# Task statement
Which lines in the data below contain the string "path"? Copy each of them in full.

# Provided records
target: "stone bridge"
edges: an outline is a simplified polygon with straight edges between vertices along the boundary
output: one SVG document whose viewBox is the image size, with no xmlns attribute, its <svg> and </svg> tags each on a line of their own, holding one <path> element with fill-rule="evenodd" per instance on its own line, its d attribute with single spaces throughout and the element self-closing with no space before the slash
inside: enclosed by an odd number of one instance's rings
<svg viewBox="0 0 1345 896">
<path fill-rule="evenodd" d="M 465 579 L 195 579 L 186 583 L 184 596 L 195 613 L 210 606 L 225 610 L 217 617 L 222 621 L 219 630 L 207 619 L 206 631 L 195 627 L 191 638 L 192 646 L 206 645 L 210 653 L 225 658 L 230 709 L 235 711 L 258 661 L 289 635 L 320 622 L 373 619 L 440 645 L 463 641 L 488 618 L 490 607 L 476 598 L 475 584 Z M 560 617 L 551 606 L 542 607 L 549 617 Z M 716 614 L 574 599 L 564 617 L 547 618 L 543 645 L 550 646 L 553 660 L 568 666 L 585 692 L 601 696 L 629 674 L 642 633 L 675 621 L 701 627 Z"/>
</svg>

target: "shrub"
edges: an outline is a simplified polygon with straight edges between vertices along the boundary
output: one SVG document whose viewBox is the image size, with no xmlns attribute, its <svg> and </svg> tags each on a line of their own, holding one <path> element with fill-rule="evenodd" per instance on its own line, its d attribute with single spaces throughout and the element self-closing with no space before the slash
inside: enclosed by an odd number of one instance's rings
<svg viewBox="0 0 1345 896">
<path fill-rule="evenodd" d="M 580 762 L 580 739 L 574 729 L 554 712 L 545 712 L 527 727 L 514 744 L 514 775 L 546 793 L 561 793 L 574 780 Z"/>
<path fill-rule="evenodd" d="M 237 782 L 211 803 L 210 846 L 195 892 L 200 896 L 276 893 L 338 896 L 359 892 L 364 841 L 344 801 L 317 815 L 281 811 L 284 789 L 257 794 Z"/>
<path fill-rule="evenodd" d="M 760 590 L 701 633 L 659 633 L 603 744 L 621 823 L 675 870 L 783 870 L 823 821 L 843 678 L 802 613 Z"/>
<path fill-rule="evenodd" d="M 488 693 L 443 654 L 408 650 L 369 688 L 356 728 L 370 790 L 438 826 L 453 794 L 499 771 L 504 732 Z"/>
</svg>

# Exercise result
output: one SVG document whose viewBox is the image size, with no xmlns attribute, its <svg> and </svg> tags each on a line of their own, holding one <path> element with fill-rule="evenodd" per instance on its own line, its d attribute with single spaces throughout and the element self-closing with no space before the slash
<path fill-rule="evenodd" d="M 465 579 L 195 579 L 186 583 L 184 596 L 195 613 L 210 606 L 225 610 L 217 617 L 222 621 L 219 630 L 207 619 L 206 631 L 195 627 L 191 638 L 192 646 L 206 645 L 210 653 L 225 658 L 230 709 L 235 711 L 258 661 L 289 635 L 320 622 L 373 619 L 440 645 L 463 641 L 488 618 L 490 607 L 476 598 L 475 584 Z M 560 617 L 551 606 L 542 607 L 549 617 Z M 716 614 L 574 599 L 564 617 L 547 618 L 543 645 L 550 646 L 553 660 L 568 666 L 585 692 L 601 696 L 629 674 L 642 633 L 675 621 L 701 627 Z"/>
output: one SVG document whose viewBox is the image size, with no xmlns attribute, its <svg> and </svg> tags each on a line of their own, holding one <path> element with fill-rule="evenodd" per instance on its own line, its d attribute with single spaces throughout and the element self-closing with no space before the slash
<path fill-rule="evenodd" d="M 580 762 L 580 739 L 574 729 L 554 712 L 545 712 L 527 727 L 514 744 L 514 775 L 546 793 L 561 793 L 574 780 Z"/>
<path fill-rule="evenodd" d="M 237 782 L 211 803 L 210 846 L 195 892 L 200 896 L 276 893 L 338 896 L 359 892 L 364 841 L 344 801 L 317 815 L 281 811 L 284 789 L 257 794 Z"/>
<path fill-rule="evenodd" d="M 760 590 L 701 633 L 659 633 L 603 744 L 621 823 L 675 870 L 783 870 L 823 821 L 843 678 L 802 613 Z"/>
<path fill-rule="evenodd" d="M 488 693 L 443 654 L 408 650 L 369 688 L 356 728 L 370 790 L 438 826 L 453 794 L 499 771 L 504 732 Z"/>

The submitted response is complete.